- _Passage_

▬▬▬

March 14, 2016
If you’re of a certain age, you might remember ads for those magic sea animals in the back pages of the Fantastic Four and other comic books. They came in a capsule that, once immersed in water, transformed into marine creatures “before your very eyes.” Scientists have taken that idea, which lost a bit of its magic when you realized that the sea creatures were really just foam that expanded into its preordained shape as it absorbed water, to engineer biodegradable polymer grafts designed to repair damaged vertebrae. The researchers presented their work today in San Diego at the 251st National Meeting & Exposition of the American Chemical Society (ACS).
“The overall goal of this research is to find ways to treat people with metastatic spinal tumors,” says Lichun Lu, PhD. “The spine is the most common site of skeletal metastases in cancer patients, but unlike current treatments, our approach is less invasive and is inexpensive.”
Removing extensive spinal tumors typically requires taking out the entire bone segment and adjacent intervertebral discs from the affected area. In this case, something must fill the large void to maintain the integrity of the spine and protect the spinal cord, explains a news release on the ACS site.

▬▬▬

- _Problems to work on_
1. List every named part of the spinal column that the article on spinal grafts mentions.
2. Copy from the article on spinal grafts, word for word, everything from "Removing extensive spinal" down to "the ACS site.".

- _Records provided_
▬▬▬

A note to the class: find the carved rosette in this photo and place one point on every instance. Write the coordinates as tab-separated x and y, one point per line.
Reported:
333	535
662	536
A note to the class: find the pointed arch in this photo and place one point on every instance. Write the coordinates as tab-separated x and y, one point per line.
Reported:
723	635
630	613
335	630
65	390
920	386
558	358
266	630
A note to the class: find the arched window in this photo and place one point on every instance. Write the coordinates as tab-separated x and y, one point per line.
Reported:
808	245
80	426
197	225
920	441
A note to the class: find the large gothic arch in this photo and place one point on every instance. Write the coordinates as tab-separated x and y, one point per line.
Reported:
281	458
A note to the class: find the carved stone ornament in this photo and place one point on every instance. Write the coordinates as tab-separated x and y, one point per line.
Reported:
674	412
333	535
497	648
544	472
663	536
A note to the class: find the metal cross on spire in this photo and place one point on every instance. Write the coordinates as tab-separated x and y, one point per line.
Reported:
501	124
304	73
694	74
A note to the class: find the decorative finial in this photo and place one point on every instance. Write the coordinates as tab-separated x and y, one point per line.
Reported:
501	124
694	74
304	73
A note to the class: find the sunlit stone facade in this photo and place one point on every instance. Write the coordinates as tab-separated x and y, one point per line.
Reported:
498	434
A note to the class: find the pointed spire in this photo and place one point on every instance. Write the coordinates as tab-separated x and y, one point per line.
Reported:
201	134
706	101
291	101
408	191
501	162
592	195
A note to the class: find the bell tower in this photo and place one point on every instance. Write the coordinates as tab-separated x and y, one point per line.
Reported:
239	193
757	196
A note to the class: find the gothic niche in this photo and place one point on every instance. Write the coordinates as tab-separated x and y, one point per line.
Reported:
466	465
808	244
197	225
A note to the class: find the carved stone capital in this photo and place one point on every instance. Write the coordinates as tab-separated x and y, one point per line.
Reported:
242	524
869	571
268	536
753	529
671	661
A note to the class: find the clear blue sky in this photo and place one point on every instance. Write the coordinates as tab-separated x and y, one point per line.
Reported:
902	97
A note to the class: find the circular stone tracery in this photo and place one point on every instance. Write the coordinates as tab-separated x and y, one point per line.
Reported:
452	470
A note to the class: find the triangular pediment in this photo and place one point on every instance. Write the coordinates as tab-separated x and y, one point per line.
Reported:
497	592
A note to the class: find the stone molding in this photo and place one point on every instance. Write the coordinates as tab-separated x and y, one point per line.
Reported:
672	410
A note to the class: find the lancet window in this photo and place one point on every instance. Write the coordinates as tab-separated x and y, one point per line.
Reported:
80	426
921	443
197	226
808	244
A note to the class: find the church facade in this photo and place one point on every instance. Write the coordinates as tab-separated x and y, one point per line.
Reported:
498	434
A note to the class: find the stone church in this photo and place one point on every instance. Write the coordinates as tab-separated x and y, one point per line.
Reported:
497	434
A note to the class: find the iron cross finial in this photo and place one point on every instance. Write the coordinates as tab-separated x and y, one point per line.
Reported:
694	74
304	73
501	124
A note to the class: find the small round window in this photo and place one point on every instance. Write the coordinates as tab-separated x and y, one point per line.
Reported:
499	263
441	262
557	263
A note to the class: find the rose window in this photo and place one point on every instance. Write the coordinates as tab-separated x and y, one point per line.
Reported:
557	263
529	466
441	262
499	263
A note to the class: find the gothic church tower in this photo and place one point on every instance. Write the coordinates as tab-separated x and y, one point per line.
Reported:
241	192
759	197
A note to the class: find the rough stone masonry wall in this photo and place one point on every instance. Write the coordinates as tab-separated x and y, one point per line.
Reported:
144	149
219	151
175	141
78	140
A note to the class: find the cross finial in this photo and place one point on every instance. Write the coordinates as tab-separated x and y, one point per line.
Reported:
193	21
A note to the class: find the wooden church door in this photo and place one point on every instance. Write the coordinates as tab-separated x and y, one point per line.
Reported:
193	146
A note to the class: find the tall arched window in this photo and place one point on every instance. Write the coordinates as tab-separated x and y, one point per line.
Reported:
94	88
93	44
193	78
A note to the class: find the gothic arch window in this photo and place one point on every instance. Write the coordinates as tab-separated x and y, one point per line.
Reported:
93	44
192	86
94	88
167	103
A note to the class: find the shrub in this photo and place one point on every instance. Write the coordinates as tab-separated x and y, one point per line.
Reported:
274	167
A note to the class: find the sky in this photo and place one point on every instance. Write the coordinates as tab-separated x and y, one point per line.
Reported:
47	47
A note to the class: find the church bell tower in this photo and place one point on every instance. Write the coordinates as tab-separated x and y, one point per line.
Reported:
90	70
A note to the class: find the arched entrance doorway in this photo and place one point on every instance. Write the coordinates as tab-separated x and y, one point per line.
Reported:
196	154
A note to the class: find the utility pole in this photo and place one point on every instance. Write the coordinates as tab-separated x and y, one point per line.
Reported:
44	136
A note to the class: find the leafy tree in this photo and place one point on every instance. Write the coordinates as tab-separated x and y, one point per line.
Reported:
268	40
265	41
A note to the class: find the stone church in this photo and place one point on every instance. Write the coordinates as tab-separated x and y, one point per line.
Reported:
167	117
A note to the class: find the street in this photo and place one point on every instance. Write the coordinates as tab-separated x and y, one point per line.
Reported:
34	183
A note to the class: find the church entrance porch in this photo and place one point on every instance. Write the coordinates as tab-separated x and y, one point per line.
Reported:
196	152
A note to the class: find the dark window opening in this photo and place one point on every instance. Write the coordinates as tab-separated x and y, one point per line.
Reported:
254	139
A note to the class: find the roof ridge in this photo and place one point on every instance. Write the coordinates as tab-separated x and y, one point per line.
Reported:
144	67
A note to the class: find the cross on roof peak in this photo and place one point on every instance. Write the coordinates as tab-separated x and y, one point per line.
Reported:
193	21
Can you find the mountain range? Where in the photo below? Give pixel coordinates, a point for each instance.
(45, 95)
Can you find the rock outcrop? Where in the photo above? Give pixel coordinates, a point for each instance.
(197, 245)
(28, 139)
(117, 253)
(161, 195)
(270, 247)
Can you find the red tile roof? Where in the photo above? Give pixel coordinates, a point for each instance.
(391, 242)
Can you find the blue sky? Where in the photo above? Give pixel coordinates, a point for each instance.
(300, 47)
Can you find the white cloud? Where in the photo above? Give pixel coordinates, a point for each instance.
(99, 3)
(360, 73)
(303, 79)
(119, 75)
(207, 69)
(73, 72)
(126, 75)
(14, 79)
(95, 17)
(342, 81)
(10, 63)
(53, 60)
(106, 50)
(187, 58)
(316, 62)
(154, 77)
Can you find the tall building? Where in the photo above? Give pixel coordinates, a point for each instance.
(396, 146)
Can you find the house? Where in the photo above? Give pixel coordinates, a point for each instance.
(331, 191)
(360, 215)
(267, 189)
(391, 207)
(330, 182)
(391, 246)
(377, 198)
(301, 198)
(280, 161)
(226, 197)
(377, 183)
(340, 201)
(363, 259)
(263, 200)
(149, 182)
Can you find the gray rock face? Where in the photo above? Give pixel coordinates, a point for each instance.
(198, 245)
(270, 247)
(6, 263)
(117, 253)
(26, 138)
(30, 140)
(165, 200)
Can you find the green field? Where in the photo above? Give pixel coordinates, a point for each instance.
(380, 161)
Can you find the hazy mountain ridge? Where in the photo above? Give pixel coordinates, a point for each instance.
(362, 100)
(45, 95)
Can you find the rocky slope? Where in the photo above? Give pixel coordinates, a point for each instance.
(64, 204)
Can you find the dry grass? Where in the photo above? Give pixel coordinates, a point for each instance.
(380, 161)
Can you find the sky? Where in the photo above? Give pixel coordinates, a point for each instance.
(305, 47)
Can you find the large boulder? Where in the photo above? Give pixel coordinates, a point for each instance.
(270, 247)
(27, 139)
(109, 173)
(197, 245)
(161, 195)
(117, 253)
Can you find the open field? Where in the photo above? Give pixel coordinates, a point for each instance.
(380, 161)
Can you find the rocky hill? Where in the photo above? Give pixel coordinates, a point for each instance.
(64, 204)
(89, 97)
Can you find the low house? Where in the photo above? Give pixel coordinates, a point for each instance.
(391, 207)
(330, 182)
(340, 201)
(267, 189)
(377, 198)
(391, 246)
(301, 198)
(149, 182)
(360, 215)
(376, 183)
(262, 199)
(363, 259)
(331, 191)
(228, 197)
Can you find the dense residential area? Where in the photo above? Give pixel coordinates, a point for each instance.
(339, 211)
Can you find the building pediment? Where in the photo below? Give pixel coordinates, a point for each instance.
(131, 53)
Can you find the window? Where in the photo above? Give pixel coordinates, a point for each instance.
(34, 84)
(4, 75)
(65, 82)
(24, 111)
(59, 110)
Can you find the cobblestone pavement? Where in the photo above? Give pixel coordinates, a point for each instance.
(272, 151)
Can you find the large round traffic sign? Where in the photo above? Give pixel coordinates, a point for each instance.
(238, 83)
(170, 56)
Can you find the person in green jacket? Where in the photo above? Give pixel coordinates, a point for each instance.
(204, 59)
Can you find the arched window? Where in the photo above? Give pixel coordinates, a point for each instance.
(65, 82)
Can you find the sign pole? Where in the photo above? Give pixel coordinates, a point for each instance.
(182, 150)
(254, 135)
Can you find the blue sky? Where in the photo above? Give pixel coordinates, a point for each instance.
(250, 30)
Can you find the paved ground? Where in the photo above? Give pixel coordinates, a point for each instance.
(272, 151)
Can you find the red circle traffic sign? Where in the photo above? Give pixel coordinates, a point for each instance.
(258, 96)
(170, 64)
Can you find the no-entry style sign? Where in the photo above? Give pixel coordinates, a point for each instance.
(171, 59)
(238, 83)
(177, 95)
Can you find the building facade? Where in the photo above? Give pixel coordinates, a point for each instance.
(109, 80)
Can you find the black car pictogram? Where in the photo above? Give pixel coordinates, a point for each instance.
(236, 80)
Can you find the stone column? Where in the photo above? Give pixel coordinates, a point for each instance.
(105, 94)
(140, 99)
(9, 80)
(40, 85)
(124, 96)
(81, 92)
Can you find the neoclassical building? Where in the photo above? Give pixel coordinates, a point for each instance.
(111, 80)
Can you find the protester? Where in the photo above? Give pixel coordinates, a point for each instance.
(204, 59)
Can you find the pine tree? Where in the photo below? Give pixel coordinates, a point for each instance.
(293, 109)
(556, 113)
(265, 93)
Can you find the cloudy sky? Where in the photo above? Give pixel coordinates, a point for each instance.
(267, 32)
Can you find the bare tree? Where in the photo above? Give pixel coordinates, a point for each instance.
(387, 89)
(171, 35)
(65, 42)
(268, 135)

▬▬▬

- _Answers by item_
1. vertebrae, intervertebral discs, spinal cord

2.
Removing extensive spinal tumors typically requires taking out the entire bone segment and adjacent intervertebral discs from the affected area. In this case, something must fill the large void to maintain the integrity of the spine and protect the spinal cord, explains a news release on the ACS site.